* _Written task_
Repeat exactly the lines of the listing from the line containing "[pin] braille dot -- one per line" through its last line, and nothing beyond them.

* _Dataset rows_
--- Begin ---

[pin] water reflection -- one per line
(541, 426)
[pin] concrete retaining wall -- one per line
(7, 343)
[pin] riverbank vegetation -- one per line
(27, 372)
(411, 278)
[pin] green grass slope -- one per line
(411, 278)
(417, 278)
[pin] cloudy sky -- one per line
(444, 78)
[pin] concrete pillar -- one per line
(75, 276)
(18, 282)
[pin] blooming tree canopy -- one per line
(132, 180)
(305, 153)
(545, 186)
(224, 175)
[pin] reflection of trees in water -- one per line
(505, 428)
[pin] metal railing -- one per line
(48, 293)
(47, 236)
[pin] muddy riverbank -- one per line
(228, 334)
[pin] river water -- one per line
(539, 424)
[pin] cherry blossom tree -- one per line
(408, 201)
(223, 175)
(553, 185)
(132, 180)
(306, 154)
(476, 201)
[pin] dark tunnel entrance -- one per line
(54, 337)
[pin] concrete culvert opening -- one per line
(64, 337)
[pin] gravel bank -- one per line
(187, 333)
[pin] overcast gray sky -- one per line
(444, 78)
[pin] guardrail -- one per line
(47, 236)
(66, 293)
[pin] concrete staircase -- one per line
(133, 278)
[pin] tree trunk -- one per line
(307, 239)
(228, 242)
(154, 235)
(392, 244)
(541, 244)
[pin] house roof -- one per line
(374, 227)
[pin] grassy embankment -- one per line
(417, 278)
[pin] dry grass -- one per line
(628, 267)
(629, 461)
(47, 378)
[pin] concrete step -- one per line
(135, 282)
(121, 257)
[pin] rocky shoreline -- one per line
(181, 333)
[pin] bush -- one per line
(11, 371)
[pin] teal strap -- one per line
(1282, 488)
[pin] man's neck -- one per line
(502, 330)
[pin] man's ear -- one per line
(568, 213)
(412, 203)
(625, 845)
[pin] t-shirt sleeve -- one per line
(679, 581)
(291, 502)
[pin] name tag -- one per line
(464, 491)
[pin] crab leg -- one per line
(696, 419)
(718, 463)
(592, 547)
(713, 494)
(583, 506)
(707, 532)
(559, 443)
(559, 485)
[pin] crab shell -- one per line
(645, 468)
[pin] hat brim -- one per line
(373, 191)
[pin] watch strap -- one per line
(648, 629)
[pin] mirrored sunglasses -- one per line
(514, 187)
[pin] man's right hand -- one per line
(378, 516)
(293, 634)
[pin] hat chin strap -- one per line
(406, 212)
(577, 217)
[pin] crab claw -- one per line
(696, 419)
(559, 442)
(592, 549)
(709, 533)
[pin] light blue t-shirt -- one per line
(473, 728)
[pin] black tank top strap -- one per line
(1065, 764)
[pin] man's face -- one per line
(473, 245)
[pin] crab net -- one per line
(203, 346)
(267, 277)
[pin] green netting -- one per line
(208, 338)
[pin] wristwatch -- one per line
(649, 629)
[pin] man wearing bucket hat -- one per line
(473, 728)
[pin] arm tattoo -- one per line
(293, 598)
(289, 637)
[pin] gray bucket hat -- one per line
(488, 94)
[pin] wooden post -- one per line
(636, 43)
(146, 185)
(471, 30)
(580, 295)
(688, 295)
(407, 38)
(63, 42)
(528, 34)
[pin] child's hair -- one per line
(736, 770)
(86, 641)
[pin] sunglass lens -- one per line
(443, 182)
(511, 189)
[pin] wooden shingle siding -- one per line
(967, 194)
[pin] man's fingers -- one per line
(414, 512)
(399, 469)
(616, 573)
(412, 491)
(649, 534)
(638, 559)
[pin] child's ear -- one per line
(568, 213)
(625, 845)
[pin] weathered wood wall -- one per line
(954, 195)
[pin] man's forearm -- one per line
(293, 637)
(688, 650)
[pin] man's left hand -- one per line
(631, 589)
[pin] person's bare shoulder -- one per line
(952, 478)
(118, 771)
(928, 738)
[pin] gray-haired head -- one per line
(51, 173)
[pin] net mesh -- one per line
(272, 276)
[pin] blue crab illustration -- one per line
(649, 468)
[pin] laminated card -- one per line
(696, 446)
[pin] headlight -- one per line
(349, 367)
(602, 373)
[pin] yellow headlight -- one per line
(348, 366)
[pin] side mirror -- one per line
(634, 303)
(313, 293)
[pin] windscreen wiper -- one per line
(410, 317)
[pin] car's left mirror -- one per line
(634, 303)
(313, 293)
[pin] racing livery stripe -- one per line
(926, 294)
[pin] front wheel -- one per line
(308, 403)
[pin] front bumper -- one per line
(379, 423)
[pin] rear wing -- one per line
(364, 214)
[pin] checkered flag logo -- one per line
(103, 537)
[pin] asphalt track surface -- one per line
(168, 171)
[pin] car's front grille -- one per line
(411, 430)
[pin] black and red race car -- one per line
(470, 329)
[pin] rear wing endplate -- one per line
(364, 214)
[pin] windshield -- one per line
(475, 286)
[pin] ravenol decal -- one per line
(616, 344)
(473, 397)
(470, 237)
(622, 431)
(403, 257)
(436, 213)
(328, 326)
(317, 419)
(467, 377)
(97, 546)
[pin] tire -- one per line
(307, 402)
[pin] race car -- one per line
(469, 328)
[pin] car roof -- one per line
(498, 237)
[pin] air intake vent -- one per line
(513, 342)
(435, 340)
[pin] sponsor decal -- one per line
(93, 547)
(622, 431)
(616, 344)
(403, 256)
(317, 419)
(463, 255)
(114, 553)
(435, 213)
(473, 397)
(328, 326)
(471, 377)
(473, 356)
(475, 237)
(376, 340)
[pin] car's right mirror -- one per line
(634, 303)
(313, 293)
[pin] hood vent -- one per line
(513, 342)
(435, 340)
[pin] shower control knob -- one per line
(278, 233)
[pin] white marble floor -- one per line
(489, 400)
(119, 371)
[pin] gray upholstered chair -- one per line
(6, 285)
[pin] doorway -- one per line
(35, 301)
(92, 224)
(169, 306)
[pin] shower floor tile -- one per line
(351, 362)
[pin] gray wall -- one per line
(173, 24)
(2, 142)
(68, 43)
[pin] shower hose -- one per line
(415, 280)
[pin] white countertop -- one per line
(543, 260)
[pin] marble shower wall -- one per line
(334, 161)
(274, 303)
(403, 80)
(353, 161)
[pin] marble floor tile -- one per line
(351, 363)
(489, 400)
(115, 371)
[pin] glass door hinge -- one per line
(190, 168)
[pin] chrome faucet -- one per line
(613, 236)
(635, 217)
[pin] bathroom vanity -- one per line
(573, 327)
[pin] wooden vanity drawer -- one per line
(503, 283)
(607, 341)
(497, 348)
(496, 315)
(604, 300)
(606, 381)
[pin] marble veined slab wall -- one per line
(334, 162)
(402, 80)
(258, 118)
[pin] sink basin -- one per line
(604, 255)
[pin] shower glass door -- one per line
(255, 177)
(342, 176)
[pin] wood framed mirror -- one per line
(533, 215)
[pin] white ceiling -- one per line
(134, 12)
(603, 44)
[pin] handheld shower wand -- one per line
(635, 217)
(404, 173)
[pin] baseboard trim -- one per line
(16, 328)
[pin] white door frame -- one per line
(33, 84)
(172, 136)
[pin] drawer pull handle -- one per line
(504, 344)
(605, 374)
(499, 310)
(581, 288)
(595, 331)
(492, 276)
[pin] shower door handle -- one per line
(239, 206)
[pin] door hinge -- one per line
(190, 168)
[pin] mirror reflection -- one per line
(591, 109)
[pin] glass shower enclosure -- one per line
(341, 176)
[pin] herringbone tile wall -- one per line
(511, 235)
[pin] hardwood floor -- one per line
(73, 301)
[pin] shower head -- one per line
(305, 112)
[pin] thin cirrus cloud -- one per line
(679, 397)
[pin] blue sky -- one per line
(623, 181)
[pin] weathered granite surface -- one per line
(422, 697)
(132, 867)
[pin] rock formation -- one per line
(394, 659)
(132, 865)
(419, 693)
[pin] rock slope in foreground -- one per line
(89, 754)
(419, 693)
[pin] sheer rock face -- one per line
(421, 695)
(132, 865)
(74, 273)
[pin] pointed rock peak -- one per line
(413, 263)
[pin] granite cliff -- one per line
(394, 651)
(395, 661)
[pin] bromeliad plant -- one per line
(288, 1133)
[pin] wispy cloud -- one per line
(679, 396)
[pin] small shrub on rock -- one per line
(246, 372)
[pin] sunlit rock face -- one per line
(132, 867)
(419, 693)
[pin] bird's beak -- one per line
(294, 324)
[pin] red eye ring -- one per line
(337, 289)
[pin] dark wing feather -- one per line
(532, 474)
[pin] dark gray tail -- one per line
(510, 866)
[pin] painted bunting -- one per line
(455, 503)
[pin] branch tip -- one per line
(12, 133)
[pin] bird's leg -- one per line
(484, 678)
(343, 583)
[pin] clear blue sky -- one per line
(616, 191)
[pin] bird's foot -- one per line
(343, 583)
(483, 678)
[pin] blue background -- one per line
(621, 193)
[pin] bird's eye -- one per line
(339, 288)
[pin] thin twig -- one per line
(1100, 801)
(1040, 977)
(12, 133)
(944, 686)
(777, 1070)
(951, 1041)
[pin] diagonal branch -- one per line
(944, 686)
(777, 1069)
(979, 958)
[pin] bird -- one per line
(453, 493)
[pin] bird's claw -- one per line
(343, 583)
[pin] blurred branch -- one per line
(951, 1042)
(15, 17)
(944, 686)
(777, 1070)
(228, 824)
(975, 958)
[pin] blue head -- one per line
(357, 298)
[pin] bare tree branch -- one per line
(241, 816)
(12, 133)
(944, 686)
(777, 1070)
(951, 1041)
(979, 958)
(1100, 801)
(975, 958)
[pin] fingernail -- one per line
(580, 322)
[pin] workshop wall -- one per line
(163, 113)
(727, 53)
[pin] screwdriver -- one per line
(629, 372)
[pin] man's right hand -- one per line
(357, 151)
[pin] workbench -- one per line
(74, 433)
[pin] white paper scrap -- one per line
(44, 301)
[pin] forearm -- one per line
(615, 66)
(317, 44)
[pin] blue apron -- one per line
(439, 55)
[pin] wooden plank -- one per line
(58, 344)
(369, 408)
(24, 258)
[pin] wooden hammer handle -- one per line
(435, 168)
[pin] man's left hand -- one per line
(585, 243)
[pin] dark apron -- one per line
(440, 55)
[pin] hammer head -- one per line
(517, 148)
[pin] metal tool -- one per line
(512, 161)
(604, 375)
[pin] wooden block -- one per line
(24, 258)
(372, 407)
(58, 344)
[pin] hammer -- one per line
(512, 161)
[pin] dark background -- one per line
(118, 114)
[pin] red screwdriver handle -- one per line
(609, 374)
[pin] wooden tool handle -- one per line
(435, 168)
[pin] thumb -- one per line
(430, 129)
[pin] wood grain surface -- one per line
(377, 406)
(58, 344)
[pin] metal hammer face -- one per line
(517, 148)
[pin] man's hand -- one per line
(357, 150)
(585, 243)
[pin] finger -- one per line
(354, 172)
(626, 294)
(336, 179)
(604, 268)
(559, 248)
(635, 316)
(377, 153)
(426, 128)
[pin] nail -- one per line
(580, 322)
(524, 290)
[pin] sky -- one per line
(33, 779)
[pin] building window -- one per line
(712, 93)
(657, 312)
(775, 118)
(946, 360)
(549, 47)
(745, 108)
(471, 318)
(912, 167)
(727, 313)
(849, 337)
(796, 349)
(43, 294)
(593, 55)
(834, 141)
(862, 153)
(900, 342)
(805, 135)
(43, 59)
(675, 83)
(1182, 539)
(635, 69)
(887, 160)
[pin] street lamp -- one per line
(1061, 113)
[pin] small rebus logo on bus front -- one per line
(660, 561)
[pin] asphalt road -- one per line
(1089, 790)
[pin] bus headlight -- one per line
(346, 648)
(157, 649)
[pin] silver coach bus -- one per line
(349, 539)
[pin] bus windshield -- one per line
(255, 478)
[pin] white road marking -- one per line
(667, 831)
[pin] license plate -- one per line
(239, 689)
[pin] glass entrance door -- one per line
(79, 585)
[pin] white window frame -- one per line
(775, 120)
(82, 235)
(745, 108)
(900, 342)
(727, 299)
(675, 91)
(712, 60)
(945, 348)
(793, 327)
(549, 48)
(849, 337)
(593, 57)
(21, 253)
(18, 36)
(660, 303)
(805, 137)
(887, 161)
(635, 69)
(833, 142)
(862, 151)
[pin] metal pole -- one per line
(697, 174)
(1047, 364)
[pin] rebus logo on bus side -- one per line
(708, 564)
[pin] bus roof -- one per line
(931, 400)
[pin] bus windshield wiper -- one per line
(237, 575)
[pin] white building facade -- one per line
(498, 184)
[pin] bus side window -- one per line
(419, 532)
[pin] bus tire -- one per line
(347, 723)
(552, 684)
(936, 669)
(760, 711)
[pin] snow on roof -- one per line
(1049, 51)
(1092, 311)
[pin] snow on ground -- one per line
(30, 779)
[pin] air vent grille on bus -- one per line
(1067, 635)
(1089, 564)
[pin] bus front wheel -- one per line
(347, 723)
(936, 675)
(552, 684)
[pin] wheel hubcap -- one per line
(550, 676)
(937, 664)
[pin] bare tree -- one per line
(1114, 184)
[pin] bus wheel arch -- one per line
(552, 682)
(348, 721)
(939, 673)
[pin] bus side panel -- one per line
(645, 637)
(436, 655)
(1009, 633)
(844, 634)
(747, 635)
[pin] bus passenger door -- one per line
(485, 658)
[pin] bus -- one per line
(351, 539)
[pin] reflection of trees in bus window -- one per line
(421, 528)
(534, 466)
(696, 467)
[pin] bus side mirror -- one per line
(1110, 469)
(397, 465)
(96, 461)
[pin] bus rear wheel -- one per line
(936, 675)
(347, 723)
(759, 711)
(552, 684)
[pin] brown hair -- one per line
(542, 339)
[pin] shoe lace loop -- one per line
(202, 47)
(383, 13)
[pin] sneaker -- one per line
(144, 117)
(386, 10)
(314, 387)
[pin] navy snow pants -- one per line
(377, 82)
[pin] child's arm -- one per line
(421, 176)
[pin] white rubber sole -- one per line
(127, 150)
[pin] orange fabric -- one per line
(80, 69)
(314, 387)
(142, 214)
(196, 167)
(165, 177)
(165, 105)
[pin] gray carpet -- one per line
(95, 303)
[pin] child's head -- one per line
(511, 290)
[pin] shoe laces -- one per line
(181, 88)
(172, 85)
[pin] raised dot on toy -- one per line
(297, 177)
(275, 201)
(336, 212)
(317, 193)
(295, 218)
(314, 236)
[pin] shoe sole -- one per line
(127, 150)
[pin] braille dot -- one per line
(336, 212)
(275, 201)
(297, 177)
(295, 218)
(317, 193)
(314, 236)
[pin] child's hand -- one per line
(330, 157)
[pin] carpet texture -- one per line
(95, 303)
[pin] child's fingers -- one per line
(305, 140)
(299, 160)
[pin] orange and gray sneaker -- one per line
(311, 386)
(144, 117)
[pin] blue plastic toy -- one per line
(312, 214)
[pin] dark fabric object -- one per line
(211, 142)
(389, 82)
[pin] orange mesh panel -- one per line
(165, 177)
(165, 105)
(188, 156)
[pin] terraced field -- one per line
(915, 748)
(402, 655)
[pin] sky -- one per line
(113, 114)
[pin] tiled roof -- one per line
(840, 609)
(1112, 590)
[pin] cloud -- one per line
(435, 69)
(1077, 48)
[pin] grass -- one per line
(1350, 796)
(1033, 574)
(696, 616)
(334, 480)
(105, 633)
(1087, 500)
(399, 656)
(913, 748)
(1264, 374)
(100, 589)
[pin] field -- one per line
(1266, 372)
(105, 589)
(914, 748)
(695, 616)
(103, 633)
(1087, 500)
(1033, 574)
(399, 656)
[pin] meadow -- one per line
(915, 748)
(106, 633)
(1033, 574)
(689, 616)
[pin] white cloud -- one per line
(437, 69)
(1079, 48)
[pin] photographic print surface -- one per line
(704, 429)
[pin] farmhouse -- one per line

--- End ---

* _Result for this task_
[pin] braille dot -- one per line
(336, 212)
(275, 201)
(297, 177)
(295, 218)
(317, 193)
(314, 236)
[pin] child's hand -- one per line
(330, 157)
[pin] carpet texture -- one per line
(95, 303)
[pin] child's fingers -- one per line
(305, 140)
(299, 160)
[pin] orange and gray sneaker -- one per line
(311, 386)
(144, 117)
[pin] blue plastic toy -- one per line
(312, 214)
[pin] dark fabric object -- one per line
(211, 142)
(389, 82)
[pin] orange mesh panel -- one per line
(165, 177)
(165, 105)
(188, 156)
[pin] terraced field -- one per line
(915, 748)
(402, 655)
[pin] sky -- one per line
(113, 114)
[pin] tiled roof -- one per line
(840, 609)
(1112, 590)
[pin] cloud -- one per line
(435, 69)
(1077, 48)
[pin] grass -- one per line
(1350, 796)
(1033, 574)
(696, 616)
(334, 480)
(105, 633)
(1087, 500)
(399, 656)
(913, 748)
(1264, 374)
(100, 589)
[pin] field -- one per line
(1266, 372)
(105, 589)
(914, 748)
(695, 616)
(103, 633)
(1087, 500)
(1033, 574)
(399, 656)
[pin] meadow -- one per line
(915, 748)
(106, 633)
(1033, 574)
(689, 616)
[pin] white cloud -- one per line
(437, 69)
(1079, 48)
[pin] photographic print surface -- one per line
(704, 429)
[pin] farmhouse -- one per line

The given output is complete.